### Given problem:
Rewrite in full the part of the entries that opens with the line containing "target: pink lips" and closes with the line containing "M 122 200 L", both of those lines included. Scale every path coordinate by 0.75 and round each result to a whole number, with halves rounded up. Leave all other text on those lines unchanged.
--- start Stored data ---
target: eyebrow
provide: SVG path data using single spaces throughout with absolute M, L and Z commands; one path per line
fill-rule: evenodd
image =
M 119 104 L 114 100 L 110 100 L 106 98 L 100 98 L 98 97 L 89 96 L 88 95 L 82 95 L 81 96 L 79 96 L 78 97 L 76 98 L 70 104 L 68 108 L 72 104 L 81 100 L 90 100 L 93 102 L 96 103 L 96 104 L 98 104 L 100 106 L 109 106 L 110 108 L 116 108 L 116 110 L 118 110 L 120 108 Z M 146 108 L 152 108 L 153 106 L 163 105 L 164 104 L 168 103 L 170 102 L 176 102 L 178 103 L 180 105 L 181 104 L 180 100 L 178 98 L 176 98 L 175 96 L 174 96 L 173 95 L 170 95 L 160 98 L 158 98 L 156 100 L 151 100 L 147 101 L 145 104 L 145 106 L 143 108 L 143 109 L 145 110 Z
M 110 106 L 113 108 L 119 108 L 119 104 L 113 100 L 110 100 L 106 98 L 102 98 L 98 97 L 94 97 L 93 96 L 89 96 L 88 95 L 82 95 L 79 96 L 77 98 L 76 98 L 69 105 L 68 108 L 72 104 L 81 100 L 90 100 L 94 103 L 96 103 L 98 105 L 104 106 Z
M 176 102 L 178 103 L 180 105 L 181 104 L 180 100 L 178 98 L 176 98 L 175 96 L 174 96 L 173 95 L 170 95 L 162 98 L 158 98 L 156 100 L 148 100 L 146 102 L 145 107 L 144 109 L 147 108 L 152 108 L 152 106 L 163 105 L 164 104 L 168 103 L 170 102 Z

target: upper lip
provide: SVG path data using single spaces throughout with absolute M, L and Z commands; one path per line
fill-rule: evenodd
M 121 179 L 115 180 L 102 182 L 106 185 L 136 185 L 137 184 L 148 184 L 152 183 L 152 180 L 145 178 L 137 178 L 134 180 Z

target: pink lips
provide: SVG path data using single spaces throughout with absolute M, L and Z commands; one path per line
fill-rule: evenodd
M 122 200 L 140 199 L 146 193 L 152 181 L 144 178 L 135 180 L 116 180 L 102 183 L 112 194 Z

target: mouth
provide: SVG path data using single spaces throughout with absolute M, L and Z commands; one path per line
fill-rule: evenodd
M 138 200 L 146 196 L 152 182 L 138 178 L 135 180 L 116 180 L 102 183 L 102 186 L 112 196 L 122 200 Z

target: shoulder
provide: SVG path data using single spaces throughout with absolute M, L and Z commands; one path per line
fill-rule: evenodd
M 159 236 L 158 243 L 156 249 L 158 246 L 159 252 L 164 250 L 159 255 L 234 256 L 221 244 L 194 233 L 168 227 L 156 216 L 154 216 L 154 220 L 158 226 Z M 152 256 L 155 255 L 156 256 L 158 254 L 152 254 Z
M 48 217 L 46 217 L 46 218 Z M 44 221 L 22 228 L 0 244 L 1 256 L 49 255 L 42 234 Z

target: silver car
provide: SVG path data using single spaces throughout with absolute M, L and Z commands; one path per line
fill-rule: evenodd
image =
--- end Stored data ---
### Task output:
target: pink lips
provide: SVG path data using single spaces throughout with absolute M, L and Z commands; one path per line
fill-rule: evenodd
M 92 150 L 105 149 L 110 145 L 114 136 L 108 134 L 101 135 L 87 135 L 77 137 L 84 146 Z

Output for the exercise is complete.